== Dataset excerpts ==
• • • • • • •

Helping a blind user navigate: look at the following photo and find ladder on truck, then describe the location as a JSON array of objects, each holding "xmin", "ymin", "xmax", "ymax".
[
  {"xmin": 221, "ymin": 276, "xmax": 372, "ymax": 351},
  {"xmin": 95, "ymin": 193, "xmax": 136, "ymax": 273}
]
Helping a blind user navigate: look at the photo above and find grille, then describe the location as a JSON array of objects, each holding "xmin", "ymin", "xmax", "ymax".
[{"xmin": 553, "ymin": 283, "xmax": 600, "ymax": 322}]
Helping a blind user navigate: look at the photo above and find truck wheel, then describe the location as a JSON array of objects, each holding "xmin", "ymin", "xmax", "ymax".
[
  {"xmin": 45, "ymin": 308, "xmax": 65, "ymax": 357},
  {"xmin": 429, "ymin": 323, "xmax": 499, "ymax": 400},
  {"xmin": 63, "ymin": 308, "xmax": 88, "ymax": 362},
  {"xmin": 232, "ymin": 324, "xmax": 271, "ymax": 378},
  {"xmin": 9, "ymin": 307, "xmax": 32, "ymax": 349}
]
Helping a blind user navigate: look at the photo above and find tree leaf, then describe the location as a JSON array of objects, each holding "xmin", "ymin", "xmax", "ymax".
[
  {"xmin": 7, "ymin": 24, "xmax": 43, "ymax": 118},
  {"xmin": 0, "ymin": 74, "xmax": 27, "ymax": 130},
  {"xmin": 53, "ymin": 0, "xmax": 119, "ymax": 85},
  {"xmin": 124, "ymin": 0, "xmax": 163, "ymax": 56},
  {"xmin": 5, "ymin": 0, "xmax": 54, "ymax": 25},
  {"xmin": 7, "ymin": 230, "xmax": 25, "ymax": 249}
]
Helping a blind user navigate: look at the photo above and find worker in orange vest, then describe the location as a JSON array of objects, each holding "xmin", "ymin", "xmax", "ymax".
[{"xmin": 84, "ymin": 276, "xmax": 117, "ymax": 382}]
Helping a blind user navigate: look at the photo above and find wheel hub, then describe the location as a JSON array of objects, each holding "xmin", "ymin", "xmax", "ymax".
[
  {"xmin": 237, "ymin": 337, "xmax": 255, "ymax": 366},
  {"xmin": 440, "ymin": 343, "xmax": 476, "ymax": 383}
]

• • • • • • •

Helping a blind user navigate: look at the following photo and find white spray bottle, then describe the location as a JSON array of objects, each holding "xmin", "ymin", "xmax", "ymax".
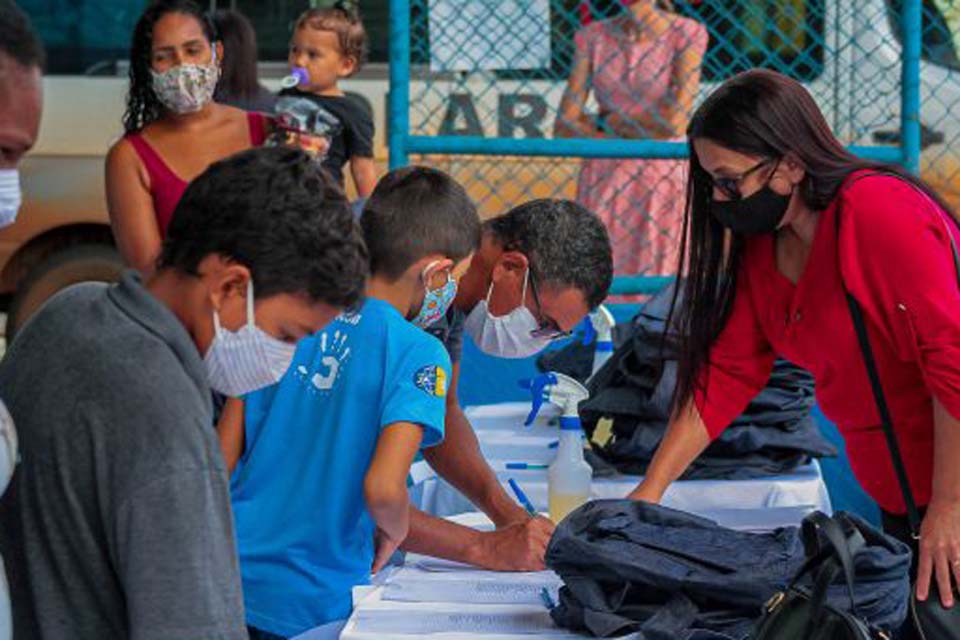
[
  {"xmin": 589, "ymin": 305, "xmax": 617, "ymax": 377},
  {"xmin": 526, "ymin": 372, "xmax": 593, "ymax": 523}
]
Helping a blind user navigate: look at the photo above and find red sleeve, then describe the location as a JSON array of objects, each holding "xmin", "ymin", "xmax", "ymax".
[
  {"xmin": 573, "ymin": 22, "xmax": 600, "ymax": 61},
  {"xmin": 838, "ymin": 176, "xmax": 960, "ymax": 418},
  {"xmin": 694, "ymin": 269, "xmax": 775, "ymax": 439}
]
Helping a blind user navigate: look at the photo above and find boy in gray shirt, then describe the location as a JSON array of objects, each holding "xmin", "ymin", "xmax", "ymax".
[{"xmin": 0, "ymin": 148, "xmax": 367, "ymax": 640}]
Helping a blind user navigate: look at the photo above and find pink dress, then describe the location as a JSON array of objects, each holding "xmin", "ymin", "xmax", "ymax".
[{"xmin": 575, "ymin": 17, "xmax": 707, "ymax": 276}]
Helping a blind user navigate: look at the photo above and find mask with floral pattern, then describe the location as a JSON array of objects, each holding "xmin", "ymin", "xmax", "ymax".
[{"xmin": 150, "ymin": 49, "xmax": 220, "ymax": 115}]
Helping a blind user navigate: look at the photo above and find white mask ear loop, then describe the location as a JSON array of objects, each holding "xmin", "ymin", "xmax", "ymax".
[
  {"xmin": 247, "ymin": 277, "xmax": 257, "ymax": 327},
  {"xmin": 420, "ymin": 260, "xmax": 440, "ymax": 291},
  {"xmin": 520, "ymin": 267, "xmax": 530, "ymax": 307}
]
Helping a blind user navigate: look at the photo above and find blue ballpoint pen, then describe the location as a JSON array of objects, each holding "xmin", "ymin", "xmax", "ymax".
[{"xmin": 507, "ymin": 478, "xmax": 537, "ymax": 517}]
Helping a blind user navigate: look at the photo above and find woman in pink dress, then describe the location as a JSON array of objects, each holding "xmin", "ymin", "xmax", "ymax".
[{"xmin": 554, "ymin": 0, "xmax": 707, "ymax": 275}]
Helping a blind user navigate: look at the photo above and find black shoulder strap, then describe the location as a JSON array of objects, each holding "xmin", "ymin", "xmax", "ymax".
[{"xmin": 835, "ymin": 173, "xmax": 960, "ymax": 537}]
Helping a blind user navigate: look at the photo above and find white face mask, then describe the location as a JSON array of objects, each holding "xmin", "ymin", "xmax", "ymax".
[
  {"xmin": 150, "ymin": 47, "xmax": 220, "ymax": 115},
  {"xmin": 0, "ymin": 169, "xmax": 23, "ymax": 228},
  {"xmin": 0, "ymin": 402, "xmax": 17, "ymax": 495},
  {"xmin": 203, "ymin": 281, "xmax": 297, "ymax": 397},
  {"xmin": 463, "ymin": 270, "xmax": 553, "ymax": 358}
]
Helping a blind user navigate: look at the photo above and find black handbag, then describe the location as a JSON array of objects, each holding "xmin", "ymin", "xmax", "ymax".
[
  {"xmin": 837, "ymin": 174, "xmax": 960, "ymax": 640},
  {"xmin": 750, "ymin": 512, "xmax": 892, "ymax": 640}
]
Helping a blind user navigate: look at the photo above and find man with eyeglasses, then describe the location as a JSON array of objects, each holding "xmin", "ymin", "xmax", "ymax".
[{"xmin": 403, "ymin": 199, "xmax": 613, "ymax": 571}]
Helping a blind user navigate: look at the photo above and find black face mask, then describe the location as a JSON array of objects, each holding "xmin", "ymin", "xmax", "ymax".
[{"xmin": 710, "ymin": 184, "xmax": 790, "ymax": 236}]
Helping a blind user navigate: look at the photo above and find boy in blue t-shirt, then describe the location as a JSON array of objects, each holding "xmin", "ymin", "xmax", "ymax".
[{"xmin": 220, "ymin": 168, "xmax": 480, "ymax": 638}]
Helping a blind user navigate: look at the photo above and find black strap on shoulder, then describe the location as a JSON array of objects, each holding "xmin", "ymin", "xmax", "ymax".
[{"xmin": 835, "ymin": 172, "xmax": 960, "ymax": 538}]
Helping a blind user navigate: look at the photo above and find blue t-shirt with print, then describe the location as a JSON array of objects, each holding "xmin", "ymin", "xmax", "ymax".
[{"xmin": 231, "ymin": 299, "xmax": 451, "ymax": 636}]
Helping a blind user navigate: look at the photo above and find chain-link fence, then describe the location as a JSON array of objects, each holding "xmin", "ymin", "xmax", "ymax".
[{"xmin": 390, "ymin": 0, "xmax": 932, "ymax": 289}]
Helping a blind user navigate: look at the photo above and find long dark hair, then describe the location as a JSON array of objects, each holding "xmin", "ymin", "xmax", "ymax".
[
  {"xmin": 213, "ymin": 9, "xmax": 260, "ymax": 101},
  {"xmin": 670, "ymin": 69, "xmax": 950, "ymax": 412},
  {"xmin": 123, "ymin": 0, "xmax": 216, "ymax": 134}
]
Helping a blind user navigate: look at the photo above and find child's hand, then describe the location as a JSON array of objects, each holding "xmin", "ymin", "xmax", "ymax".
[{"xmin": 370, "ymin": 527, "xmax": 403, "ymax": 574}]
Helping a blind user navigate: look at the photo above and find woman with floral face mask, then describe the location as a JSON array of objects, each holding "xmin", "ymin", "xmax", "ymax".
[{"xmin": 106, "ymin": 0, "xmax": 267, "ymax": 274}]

• • • • • • •

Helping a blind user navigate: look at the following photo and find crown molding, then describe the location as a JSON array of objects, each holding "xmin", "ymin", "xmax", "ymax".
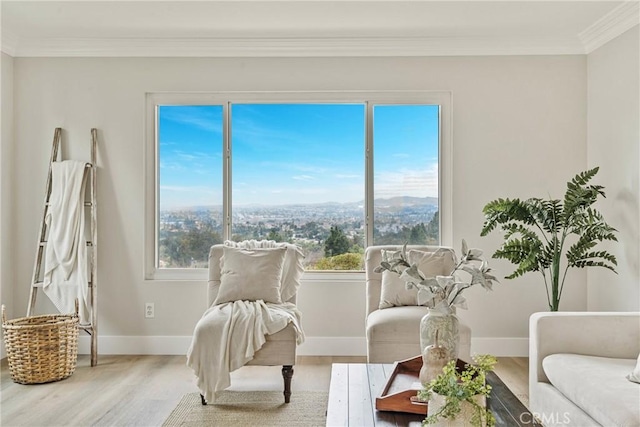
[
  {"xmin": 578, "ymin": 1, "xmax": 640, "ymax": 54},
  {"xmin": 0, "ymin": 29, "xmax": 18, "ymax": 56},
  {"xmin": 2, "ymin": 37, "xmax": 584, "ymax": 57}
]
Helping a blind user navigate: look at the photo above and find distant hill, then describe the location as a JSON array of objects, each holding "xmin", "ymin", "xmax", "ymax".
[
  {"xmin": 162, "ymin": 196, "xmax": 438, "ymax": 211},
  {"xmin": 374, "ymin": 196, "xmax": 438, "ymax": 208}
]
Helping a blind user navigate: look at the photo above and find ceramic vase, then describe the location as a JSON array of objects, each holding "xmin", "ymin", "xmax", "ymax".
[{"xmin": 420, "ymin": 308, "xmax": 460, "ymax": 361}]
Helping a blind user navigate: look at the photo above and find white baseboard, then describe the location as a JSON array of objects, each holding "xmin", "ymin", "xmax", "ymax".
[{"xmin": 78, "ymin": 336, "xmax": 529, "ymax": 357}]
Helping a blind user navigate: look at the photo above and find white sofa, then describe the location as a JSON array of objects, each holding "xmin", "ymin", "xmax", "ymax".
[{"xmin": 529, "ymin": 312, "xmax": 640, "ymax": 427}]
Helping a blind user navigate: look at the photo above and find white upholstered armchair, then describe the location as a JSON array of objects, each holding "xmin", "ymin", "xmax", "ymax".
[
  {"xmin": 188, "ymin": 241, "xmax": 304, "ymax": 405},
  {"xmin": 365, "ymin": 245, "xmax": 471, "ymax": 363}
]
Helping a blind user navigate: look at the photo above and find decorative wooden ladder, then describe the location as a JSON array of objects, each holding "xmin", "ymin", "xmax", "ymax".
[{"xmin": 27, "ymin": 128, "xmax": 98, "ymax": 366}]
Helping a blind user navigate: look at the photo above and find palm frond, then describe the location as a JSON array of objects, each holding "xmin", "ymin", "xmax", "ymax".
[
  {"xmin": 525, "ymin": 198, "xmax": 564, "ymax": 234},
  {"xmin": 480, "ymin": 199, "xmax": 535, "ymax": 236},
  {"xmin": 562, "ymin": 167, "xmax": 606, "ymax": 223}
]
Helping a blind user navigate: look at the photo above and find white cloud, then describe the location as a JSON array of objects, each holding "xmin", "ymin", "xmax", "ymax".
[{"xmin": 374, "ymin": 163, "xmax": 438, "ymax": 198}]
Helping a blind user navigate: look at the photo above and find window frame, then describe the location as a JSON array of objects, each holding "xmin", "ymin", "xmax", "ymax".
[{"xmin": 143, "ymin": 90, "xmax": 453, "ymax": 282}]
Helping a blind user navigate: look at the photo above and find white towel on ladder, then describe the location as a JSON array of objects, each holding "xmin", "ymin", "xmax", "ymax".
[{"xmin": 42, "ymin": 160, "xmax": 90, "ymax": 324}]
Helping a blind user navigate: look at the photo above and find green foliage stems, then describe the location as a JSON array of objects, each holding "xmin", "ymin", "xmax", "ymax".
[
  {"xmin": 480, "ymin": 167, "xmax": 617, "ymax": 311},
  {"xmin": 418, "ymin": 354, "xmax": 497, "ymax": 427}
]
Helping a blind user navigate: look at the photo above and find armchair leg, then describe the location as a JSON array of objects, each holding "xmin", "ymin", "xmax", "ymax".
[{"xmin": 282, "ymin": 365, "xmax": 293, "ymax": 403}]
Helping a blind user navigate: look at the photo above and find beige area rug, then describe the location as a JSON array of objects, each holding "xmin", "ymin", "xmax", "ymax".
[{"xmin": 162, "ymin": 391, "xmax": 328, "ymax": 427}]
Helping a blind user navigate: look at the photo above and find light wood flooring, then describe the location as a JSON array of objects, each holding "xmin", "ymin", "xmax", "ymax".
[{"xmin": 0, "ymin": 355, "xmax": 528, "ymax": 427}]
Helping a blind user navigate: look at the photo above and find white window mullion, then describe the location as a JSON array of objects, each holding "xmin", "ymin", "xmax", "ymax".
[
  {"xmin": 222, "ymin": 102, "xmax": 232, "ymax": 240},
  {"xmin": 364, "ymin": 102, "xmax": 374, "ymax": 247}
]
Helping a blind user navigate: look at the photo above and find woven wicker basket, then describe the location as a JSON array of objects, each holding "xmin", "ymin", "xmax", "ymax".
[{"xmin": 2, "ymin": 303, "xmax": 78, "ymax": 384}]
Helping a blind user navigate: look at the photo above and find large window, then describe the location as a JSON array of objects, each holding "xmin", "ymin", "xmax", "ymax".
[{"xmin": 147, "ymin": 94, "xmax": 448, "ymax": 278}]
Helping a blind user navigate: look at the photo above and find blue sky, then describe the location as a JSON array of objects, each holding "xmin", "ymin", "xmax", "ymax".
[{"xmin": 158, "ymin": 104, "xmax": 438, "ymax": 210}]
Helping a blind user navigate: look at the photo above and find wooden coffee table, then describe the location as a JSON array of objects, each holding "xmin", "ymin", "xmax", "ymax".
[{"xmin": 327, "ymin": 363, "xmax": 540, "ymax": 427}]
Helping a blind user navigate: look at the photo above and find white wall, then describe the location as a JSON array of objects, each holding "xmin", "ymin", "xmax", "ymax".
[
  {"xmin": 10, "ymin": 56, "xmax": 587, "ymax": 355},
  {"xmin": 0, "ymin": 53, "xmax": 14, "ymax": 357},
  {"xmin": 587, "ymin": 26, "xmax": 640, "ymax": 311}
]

• • • • • • •

== Exercise directions ==
List each line of the entries above that contains the string "truck".

== Solution ==
Helping a blind user navigate: look at the following photo and find ladder on truck, then describe the location as a JSON array of objects, each holding "xmin", "ymin", "xmax", "ymax".
Helping a blind user navigate: look at the photo above and find truck wheel, then describe the location as a JSON array of objects, each holding "xmin", "ymin", "xmax", "ymax".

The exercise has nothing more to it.